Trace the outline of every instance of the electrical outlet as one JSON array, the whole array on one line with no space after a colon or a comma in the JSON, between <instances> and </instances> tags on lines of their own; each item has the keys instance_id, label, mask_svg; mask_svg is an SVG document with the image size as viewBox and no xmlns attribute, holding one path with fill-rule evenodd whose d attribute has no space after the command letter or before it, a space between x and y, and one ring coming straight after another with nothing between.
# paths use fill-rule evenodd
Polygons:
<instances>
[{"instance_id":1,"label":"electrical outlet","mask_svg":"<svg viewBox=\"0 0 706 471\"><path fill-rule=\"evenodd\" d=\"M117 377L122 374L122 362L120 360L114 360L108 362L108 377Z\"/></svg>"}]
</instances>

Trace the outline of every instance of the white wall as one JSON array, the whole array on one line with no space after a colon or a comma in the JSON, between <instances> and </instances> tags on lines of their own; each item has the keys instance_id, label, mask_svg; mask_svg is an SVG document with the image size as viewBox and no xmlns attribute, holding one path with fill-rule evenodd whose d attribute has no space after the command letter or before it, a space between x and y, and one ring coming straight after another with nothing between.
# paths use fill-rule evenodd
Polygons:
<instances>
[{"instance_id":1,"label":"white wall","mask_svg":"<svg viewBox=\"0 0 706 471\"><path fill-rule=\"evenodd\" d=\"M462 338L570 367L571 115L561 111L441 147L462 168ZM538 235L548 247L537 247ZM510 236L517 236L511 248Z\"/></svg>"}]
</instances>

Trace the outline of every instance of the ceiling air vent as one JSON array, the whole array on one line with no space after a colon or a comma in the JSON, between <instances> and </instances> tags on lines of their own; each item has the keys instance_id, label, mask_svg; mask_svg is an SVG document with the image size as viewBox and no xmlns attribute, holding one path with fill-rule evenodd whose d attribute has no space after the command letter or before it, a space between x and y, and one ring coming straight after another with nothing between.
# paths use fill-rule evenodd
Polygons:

---

### [Problem to work on]
Repeat each record exactly. Omit nothing.

### [Problem solution]
Trace the outline of every instance of the electrical outlet as one JSON array, the whole array on one line with no space after a colon or a comma in the JSON, between <instances> and </instances> tags on lines of their own; each item has the keys instance_id, label, mask_svg; mask_svg is an SVG document with the image size as viewBox and no xmlns attribute, holding one path with fill-rule evenodd whose d attribute has no space after the command letter or before it, a space between x and y, and one ring coming straight after another with nothing between.
# paths use fill-rule evenodd
Polygons:
<instances>
[{"instance_id":1,"label":"electrical outlet","mask_svg":"<svg viewBox=\"0 0 706 471\"><path fill-rule=\"evenodd\" d=\"M117 377L122 374L122 362L120 360L114 360L108 362L108 377Z\"/></svg>"}]
</instances>

Trace the outline of every instance of the white wall as one JSON array, the whole array on one line with no space after a colon or a comma in the JSON, between <instances> and </instances> tags on lines of their own; each item has the keys instance_id, label, mask_svg; mask_svg is an SVG document with the image size as viewBox and no xmlns attribute, holding one path with fill-rule evenodd whose d attribute has no space after the command letter or before it, a space between x and y, and one ring coming straight after another with nothing between.
# paths use fill-rule evenodd
Polygons:
<instances>
[{"instance_id":1,"label":"white wall","mask_svg":"<svg viewBox=\"0 0 706 471\"><path fill-rule=\"evenodd\" d=\"M462 338L570 367L571 115L561 111L441 147L462 168ZM538 235L548 247L537 247ZM510 236L517 236L511 248Z\"/></svg>"}]
</instances>

Trace the outline of every instance of the ceiling air vent as one JSON array, the whole array on one line with no space after a colon or a comma in the JSON, between <instances> and </instances> tags on lines of their own; each item has the keys instance_id, label, mask_svg; mask_svg is an SVG document with the image size as viewBox and no xmlns attribute, holding one path with fill-rule evenodd whose d attribute has no space after the command letter or before it, a space between x and y, and one ring coming straight after another with nothing between.
# paths use fill-rule evenodd
Polygons:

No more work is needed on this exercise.